*Exercise*:
Switch "paper flyer" to "printed notice" in the items between the lines holding "Please identify the framed" and "<point>742,151</point>", inclusive, and write those lines out again with nothing else altered. Omit the picture from your answer.

============================================================

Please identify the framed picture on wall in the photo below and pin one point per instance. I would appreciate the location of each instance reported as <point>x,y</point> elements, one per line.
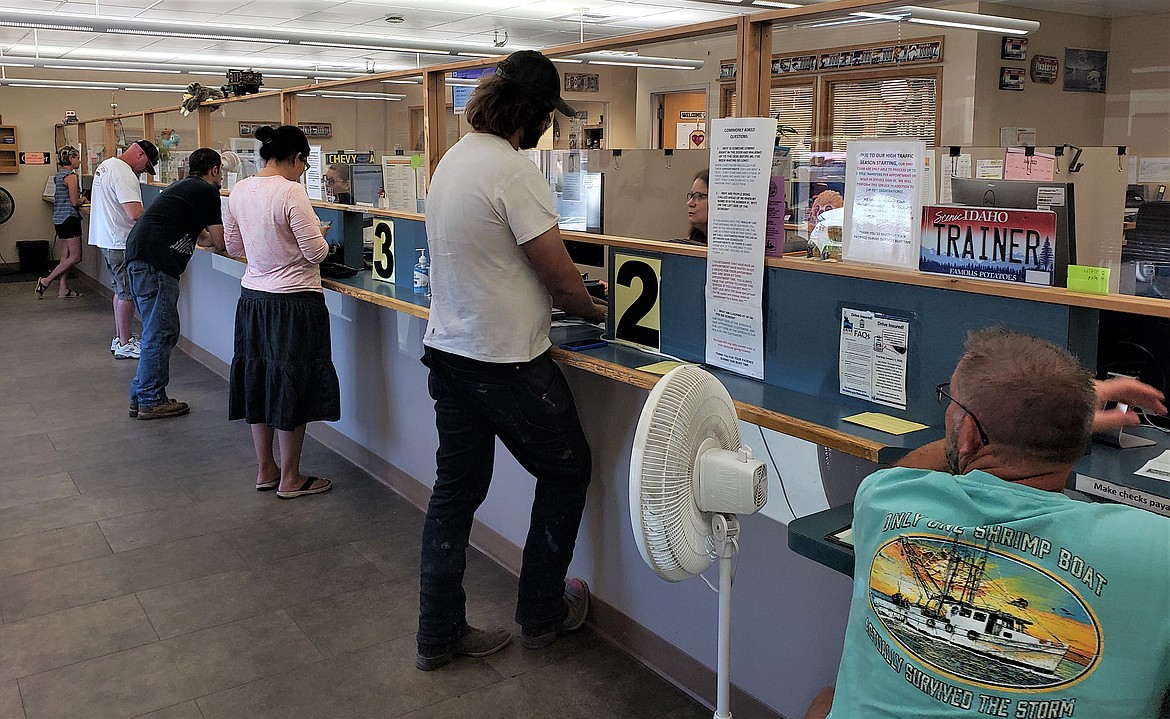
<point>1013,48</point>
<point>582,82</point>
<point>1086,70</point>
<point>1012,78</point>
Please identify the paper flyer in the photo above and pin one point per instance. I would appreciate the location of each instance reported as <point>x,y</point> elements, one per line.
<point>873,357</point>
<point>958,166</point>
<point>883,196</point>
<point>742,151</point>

============================================================

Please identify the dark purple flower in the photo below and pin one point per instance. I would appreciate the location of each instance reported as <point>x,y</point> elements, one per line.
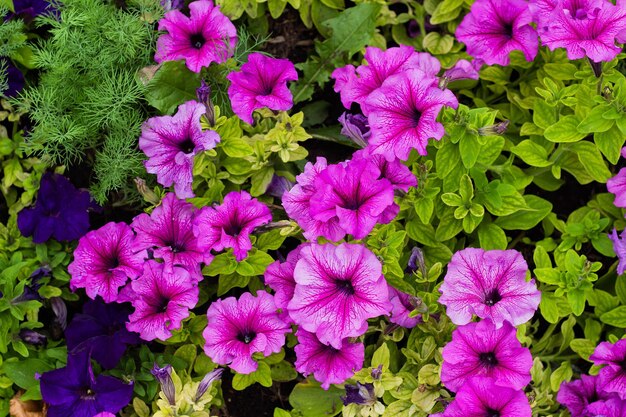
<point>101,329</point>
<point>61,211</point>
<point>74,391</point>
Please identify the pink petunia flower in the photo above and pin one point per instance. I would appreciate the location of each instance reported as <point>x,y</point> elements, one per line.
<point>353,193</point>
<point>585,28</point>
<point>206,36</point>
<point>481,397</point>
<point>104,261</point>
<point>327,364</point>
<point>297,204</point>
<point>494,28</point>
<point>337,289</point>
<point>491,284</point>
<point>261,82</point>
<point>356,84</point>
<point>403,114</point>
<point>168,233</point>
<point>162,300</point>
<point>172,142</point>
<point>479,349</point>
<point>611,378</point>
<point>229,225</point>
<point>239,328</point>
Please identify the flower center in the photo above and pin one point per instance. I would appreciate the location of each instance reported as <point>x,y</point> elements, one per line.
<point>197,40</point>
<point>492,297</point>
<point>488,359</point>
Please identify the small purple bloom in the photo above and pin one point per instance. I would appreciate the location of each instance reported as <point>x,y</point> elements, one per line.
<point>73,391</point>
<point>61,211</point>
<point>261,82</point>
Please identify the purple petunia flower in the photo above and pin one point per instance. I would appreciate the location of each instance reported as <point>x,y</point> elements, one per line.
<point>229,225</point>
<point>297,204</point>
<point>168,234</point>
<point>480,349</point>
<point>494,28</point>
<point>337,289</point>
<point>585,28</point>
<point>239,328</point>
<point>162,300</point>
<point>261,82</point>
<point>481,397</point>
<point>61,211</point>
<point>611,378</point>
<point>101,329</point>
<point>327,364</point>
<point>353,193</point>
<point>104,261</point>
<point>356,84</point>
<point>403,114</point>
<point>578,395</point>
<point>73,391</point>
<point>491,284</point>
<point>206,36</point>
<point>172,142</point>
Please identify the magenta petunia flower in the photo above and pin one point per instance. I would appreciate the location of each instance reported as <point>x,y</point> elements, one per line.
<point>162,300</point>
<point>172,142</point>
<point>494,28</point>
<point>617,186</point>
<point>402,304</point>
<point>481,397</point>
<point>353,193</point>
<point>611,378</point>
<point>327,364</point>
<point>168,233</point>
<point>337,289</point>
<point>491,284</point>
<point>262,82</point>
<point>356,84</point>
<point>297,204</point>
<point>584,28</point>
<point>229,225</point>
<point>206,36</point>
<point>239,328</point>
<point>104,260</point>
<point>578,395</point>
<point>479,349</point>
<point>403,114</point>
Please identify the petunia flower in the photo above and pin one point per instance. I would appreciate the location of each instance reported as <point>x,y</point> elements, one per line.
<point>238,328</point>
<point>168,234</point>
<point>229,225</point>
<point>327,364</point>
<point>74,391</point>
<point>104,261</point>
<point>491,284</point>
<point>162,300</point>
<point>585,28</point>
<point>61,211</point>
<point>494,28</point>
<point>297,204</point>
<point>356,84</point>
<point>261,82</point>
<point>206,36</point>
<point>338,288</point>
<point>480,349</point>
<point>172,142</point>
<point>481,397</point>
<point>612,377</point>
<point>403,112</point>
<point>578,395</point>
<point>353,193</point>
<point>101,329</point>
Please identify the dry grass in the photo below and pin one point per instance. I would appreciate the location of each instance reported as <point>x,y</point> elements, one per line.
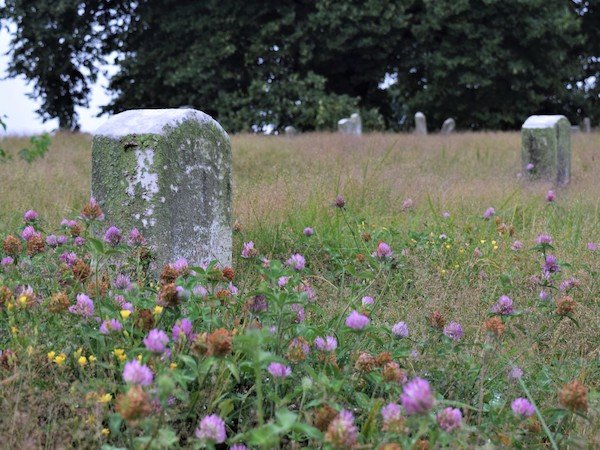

============================================================

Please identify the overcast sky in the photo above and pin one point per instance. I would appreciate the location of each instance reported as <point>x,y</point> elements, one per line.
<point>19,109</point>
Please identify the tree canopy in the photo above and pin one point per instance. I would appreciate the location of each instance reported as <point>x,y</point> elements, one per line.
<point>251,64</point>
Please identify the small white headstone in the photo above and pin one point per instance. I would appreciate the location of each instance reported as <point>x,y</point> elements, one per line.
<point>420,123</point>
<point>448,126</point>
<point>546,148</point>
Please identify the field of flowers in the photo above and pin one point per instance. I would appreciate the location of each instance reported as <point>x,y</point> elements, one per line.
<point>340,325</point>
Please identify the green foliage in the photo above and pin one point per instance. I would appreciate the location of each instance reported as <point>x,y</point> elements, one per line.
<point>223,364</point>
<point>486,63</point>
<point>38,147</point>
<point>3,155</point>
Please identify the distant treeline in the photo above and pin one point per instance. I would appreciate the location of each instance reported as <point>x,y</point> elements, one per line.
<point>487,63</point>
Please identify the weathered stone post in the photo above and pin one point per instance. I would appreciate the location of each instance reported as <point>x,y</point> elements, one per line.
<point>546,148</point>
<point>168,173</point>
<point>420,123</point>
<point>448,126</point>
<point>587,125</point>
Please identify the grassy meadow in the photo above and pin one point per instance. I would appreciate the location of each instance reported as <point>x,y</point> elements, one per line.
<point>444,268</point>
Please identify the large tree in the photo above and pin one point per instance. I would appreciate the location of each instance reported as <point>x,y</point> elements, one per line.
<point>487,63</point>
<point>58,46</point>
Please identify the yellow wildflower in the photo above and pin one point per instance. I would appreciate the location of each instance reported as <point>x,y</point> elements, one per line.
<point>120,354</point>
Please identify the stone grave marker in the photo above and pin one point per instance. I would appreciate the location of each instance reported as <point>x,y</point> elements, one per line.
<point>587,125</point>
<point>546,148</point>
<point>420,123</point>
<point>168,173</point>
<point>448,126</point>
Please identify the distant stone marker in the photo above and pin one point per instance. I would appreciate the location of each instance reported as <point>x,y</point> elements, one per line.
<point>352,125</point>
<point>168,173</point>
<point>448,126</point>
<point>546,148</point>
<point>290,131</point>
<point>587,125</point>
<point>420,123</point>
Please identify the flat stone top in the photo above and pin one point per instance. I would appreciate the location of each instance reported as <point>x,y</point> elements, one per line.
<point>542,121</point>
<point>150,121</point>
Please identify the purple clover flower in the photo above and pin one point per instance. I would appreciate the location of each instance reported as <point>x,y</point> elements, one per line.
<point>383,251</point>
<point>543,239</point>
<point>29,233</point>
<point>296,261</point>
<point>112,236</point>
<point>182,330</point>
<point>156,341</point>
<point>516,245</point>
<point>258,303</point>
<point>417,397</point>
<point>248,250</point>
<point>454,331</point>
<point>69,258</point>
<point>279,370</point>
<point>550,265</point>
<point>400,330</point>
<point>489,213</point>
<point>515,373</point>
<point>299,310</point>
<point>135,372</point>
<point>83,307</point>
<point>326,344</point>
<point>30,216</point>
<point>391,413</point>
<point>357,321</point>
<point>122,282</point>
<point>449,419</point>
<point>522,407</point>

============================================================

*Exercise output*:
Please identify the framed picture on wall in the photo below and pin one point per instance. I would appreciate the location of each instance reported as <point>x,y</point> elements, one per line.
<point>1013,48</point>
<point>582,82</point>
<point>1086,70</point>
<point>1012,78</point>
Please identify the printed notice in the photo above and pin one point per instance. I would appreciate the location of each instance reported as <point>x,y</point> elements, one per line.
<point>873,357</point>
<point>958,166</point>
<point>883,196</point>
<point>742,151</point>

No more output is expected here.